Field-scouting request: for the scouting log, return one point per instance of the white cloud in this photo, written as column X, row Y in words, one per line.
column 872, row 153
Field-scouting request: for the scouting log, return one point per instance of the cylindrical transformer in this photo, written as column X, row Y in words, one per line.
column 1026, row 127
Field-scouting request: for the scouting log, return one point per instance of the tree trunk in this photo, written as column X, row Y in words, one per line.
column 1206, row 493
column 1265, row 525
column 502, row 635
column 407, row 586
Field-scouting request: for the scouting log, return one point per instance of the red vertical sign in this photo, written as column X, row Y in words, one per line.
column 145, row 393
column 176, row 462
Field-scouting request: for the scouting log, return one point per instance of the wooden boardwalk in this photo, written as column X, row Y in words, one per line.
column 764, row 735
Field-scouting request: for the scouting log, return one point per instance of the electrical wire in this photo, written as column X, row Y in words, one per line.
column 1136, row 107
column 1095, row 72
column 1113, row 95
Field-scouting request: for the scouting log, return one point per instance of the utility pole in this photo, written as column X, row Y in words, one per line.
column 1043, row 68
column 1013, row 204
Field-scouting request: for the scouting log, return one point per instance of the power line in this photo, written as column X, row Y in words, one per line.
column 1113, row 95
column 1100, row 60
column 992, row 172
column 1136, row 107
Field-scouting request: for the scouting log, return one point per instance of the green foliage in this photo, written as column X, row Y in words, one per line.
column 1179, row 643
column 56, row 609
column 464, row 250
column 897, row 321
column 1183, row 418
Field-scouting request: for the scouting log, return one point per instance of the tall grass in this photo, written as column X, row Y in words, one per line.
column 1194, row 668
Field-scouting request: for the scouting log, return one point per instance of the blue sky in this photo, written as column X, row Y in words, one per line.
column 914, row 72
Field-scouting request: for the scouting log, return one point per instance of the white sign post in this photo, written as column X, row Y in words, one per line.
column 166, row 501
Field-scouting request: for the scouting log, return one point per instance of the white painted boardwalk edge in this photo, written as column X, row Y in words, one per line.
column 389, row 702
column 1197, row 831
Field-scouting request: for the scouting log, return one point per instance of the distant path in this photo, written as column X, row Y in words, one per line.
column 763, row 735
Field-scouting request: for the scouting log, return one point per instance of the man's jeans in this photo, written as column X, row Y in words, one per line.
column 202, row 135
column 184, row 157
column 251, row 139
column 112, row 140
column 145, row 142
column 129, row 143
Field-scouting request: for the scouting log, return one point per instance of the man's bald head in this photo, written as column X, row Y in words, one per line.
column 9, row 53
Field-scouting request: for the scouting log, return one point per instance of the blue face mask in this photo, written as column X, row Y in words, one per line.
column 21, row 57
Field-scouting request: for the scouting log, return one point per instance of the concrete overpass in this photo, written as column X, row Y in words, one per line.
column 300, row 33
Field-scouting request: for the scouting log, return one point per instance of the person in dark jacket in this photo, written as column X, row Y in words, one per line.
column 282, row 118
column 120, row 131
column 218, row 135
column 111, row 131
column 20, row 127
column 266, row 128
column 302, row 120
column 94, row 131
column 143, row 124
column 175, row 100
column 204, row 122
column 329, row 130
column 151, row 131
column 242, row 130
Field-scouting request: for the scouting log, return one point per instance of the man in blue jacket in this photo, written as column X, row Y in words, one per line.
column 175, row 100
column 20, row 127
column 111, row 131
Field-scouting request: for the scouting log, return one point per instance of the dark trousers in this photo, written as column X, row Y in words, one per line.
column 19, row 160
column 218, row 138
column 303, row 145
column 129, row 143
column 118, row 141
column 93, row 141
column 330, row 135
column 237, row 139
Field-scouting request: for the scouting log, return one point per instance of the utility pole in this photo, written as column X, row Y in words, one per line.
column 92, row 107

• • •

| Stated exercise |
Rewrite all of the data above, replacing "scouting log" with "survey log" wherever it appears and leaving everything else unchanged.

| Task output |
Field-scouting request: for the survey log, return one point per instance of the white cloud in this photo, written as column X, row Y in words, one per line.
column 872, row 153
Field-scouting request: for the survey log, return one point per instance of the cylindrical transformer in this photo, written as column X, row Y in words, one per line.
column 1026, row 127
Field-scouting request: for the survey log, return one point per instance of the tree trunk in this photo, written as column X, row Y in words, one per line.
column 1206, row 493
column 1265, row 525
column 502, row 635
column 407, row 586
Field-scouting request: for the survey log, return one point per instance of the red vertical sign in this photo, written as column X, row Y in words, one per line.
column 145, row 393
column 176, row 462
Field-scouting request: for the survey log, return one point per instance of the wooden boardwalk in this photo, written as column X, row Y in words, one per line.
column 764, row 735
Field-scouting request: for the survey log, return one point per instance of the electrical wire in this photo, written as column X, row Y in words, one per line.
column 1136, row 107
column 1095, row 72
column 1113, row 95
Field-scouting request: for the survey log, return one point per instance of the utility pole in this photo, written as column X, row Y in words, one per line.
column 1043, row 68
column 1013, row 204
Field-scouting request: for the survey log, return one point per instance of the power line in this photo, written as column X, row Y in words, one per line.
column 1113, row 95
column 1100, row 60
column 992, row 172
column 1136, row 107
Field-scouting request: for the survey log, return one point per instance of the green foliage in this photo, written as column X, row Y in words, one per line.
column 1179, row 643
column 56, row 609
column 464, row 250
column 897, row 321
column 1183, row 418
Field-scouting request: for the survey log, return one point per instance of the tall grass in this photo, written as column X, row Y in words, one per line.
column 1194, row 668
Field-scouting request: for the survey log, return one point per instance of the blue sky in this photo, written as column X, row Y in words, one per line.
column 914, row 72
Field-scouting request: for the survey log, return one point per instance of the white sign post in this photo, written as column X, row Y in words, one per line.
column 166, row 501
Field-scouting request: for the survey log, return one point per instance of the white painted boardwalk edge in this photo, written as column X, row Y in words, one per line.
column 389, row 702
column 1197, row 831
Field-scouting request: for the survey log, return one point per instance of the distant path in this photo, written as column X, row Y in words, one per line.
column 763, row 735
Field-scouting request: for the survey log, return one point per instance of the man's jeans in this photo, written as column X, row Y in words, one per line.
column 202, row 135
column 184, row 157
column 251, row 139
column 112, row 140
column 145, row 142
column 129, row 143
Field-scouting request: for the survey log, return one point per instance of the man's bald head in this photo, written as column X, row Y in words, one per line.
column 9, row 53
Field-scouting request: for the survey log, return one point per instance of the blue face mask in this photo, written as column X, row Y in words, one per line.
column 21, row 57
Field-scouting request: for the survey log, return one point per instance of the concrete overpass in this photo, written as column X, row Y in words, one per line.
column 300, row 33
Field-scouting request: for the survey log, return one point per instance of the person in dark jacket in this photo, written as column X, row Y in words, one per line.
column 282, row 118
column 120, row 131
column 218, row 135
column 111, row 131
column 20, row 127
column 266, row 128
column 302, row 120
column 94, row 131
column 143, row 124
column 175, row 100
column 204, row 122
column 329, row 130
column 151, row 131
column 242, row 130
Field-scouting request: for the survey log, return one point per instance of the man in blue jacket in this photo, written as column X, row Y in words, one per line.
column 175, row 100
column 20, row 127
column 111, row 131
Field-scouting request: for the survey log, return one point per instance of the dark trousers in this photo, written as column X, row Y in words, one per line.
column 19, row 160
column 218, row 138
column 303, row 145
column 129, row 143
column 118, row 141
column 93, row 141
column 330, row 135
column 237, row 139
Field-scouting request: for the survey log, return one point per instance of the utility pole in this photo, written as column X, row Y in words, one per line.
column 92, row 107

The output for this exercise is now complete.